### EXERCISE AIM:
Return every line in the listing below that contains the string "hair".

══ SUPPLIED DATA

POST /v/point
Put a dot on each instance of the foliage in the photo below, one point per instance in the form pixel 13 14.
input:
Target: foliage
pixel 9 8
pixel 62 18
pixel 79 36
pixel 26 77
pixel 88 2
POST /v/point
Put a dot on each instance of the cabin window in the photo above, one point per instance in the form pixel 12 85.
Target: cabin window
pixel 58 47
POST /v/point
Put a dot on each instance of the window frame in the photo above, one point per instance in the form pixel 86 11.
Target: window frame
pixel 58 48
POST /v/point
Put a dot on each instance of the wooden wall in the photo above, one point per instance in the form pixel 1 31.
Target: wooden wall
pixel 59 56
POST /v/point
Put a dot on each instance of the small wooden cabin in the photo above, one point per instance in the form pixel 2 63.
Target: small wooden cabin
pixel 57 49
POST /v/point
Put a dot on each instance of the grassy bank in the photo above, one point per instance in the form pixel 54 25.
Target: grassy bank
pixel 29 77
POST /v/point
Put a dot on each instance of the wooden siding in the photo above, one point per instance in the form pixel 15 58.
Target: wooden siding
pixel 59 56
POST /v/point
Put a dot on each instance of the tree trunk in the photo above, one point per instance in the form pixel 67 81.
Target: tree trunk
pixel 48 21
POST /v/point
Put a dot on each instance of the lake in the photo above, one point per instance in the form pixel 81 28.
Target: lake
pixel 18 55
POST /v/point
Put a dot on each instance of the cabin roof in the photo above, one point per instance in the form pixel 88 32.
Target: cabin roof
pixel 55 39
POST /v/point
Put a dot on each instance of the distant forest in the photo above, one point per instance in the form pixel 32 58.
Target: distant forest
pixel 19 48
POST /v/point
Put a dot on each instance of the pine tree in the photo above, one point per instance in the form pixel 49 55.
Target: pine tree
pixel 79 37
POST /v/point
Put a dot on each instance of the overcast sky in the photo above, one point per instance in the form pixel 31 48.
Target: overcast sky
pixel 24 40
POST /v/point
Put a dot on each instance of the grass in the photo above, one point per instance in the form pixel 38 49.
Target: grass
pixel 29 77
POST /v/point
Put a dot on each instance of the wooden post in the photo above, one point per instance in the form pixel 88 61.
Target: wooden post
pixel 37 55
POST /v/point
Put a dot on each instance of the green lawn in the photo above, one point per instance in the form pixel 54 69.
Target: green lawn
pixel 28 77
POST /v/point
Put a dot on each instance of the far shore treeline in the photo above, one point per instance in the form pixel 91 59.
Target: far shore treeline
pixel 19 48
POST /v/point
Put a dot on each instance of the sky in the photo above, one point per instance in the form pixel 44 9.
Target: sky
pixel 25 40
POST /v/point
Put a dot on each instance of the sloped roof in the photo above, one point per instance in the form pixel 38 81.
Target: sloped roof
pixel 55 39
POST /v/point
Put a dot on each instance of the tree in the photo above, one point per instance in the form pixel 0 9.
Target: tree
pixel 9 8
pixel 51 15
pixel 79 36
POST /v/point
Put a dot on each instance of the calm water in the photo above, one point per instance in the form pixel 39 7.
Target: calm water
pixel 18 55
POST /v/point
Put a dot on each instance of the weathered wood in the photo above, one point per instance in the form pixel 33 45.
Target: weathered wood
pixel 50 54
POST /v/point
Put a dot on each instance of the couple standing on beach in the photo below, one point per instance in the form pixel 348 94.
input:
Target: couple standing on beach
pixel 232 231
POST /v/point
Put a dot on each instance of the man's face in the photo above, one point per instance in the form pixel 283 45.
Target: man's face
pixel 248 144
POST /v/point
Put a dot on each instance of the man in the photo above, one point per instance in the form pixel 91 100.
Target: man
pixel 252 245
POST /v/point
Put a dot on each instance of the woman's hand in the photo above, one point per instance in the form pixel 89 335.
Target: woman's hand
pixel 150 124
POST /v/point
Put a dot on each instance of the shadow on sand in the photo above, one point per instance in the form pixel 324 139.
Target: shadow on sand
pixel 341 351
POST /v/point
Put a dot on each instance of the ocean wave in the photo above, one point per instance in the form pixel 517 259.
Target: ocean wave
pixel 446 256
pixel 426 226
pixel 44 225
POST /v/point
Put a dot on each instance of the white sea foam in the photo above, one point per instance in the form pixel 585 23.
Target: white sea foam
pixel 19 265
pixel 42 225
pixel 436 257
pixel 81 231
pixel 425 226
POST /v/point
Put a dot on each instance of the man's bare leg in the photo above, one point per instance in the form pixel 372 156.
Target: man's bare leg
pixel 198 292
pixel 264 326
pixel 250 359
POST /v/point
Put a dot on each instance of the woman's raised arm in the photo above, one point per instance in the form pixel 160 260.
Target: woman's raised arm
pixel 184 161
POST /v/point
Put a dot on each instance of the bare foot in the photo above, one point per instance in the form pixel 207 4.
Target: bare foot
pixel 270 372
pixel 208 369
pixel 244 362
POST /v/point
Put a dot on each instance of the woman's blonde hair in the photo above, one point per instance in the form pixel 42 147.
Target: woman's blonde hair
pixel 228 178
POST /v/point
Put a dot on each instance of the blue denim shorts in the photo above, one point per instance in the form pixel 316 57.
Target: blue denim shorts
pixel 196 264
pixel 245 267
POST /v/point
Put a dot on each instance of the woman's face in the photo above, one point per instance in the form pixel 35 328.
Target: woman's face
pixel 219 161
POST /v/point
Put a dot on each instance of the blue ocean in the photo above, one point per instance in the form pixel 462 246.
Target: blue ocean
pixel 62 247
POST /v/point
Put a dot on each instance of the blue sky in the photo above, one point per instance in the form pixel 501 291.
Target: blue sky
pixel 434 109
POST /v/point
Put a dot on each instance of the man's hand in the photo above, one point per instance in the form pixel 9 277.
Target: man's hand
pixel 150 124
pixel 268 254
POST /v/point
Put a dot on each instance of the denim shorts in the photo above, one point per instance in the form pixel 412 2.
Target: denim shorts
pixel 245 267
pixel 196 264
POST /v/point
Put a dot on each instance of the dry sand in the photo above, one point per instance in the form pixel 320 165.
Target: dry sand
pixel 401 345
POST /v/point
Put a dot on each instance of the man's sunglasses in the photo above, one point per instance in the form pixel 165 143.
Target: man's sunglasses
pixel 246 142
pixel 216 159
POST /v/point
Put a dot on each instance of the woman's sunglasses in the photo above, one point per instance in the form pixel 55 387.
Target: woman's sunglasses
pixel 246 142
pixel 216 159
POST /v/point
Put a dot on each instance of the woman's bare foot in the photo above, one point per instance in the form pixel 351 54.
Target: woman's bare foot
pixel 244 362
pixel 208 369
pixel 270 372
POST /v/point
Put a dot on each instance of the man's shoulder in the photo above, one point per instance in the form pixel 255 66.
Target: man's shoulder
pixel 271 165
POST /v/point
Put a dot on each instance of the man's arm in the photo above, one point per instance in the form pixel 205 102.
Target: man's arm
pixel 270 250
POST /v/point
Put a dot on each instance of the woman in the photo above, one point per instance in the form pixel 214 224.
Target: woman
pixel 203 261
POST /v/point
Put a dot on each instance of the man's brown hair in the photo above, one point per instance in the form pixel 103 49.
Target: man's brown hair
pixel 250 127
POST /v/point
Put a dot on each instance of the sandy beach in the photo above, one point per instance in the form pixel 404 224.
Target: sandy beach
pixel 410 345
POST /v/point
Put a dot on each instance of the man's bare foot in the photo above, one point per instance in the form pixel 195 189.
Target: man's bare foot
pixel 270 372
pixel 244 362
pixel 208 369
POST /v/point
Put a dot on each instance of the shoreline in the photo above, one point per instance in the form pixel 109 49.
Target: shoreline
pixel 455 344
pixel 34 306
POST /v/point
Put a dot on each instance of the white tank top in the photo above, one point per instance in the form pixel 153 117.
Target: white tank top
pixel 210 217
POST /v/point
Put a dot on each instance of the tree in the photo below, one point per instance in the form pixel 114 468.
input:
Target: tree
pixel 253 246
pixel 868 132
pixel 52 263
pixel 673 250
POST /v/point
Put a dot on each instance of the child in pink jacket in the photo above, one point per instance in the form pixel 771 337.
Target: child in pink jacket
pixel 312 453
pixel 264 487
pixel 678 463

════

### RESPONSE TO THIS TASK:
Put a dot on each instance of the woman's blonde hair in the photo above, one point per instance in the form pixel 42 147.
Target: woman's blonde hair
Put a dot on each instance of the man's brown hair in the photo above, one point per instance in the form pixel 103 49.
Target: man's brown hair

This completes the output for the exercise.